start Information supplied

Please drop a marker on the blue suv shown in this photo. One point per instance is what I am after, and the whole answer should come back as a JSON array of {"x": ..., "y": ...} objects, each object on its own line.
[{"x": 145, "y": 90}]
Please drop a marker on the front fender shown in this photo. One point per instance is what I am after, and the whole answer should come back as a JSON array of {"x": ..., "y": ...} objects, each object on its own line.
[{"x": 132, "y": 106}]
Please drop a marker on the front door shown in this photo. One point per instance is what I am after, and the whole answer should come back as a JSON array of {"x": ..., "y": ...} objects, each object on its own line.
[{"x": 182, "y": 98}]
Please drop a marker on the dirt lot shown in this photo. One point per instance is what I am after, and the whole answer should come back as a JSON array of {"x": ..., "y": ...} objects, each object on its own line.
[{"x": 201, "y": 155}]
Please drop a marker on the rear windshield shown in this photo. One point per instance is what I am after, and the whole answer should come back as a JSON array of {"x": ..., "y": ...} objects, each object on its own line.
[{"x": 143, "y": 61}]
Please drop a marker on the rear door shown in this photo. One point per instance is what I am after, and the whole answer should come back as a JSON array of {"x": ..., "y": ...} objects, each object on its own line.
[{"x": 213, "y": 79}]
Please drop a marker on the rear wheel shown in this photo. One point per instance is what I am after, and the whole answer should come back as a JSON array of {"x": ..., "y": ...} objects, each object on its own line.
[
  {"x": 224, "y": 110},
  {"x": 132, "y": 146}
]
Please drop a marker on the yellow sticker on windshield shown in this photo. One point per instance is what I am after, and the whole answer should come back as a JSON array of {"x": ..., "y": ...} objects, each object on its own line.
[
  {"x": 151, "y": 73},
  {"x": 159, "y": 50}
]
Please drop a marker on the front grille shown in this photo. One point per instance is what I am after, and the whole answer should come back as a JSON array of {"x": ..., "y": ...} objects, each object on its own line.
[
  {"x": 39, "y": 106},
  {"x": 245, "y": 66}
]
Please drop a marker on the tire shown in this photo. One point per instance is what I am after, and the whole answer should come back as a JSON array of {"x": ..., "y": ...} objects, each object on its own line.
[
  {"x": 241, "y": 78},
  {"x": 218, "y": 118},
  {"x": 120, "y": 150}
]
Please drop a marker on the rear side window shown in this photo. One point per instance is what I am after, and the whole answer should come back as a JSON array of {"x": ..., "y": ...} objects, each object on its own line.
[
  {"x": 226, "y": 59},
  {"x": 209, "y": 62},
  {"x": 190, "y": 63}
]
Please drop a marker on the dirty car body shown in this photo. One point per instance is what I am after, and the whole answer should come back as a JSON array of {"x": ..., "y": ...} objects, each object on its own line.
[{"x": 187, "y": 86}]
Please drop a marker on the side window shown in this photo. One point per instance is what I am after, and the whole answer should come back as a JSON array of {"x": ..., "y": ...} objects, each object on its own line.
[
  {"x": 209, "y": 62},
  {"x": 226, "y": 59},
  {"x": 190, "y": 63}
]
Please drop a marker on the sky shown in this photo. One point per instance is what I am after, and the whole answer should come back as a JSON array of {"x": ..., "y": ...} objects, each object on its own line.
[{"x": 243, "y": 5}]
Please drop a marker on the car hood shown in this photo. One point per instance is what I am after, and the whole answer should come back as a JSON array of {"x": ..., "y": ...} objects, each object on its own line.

end Information supplied

= Stated task =
Present these lines as a numbered list, leaving out any blank lines.

= Right answer =
1. Please drop a marker on the blue suv shown in this photo. One point per instance is what I am after, and the whole answer should come back as a JSON array of {"x": ..., "y": ...} objects, each object on its own line.
2. [{"x": 145, "y": 90}]
3. Please drop a marker on the front fender shown in this photo. One point per instance is what I am after, and the whole answer should come back as a JSON array of {"x": ..., "y": ...} objects, each object on its own line.
4. [{"x": 132, "y": 106}]
5. Please drop a marker on the front door shown in this photo. One point per instance is what I am after, and the whole answer should come back as a JSON array of {"x": ..., "y": ...} objects, each object on its own line.
6. [{"x": 182, "y": 98}]
7. Please drop a marker on the dirt lot shown in this photo. One point per instance is what I am after, and the whole answer should come back as a JSON array of {"x": ..., "y": ...} objects, each object on its own line.
8. [{"x": 201, "y": 155}]
9. Please drop a marker on the rear windshield shown in this photo. One point per instance is what I am after, and the whole answer should come back as a JSON array of {"x": ..., "y": ...} objects, each object on its own line.
10. [{"x": 143, "y": 61}]
11. Please drop a marker on the rear door shown in this photo. One point per instance is what I am after, and the whole answer should come back as a JSON array of {"x": ..., "y": ...} objects, each object on its own line.
12. [{"x": 213, "y": 79}]
13. Please drop a marker on the rear wheel shown in this photo. One point per instance is what I am after, and the whole answer should come back as a JSON array of {"x": ..., "y": ...} objects, each object on its own line.
14. [
15.   {"x": 224, "y": 110},
16.   {"x": 132, "y": 146}
17. ]
18. Please drop a marker on the yellow sticker on windshield shown in this photo. One point per instance is what I am after, and the whole answer should come back as a JSON array of {"x": ..., "y": ...} objects, each object on its own line.
19. [
20.   {"x": 151, "y": 73},
21.   {"x": 159, "y": 50}
22. ]
23. Please drop a marker on the front grille shown in this photo. One point per instance is what I am after, and the whole answer should come back as a JSON array of {"x": ..., "y": ...} objects, each object on its own line.
24. [
25.   {"x": 39, "y": 106},
26.   {"x": 245, "y": 66}
27. ]
28. Please drop a marker on the tire shown in this photo. One point per instance is what I am after, and the whole answer should come back as a JSON array of {"x": ..., "y": ...} objects, each object on its own line.
29. [
30.   {"x": 241, "y": 78},
31.   {"x": 218, "y": 118},
32.   {"x": 120, "y": 150}
33. ]
34. Please drop a marker on the rear side window shown in this photo. One point per instance is what I am after, and the whole answer should come back as a JSON array of {"x": ..., "y": ...} objects, each object on its own line.
35. [
36.   {"x": 226, "y": 59},
37.   {"x": 209, "y": 62},
38.   {"x": 190, "y": 63}
39. ]
40. Please drop a marker on the dirty car body shown in this photo. One point per instance is what I am after, and the whole answer should come back as a JSON array of {"x": ..., "y": ...} objects, each object on its own line.
41. [{"x": 187, "y": 86}]
42. Please drop a marker on the side window shown in this photo. One point per instance is what I am after, and the whole answer should come back as a JSON array of {"x": ..., "y": ...} objects, each object on its own line.
43. [
44.   {"x": 209, "y": 62},
45.   {"x": 226, "y": 59},
46.   {"x": 190, "y": 63}
47. ]
48. Please drop a marker on the sky shown in this photo. One point per instance is what I am after, and the whole answer should come back as a JSON array of {"x": ..., "y": ...} objects, each object on its own line.
49. [{"x": 243, "y": 5}]
50. Please drop a marker on the car hood shown in this photo. One point per instance is what I am after, and the whole answer should come back as a JSON array of {"x": ..., "y": ...} objects, each object on its own line.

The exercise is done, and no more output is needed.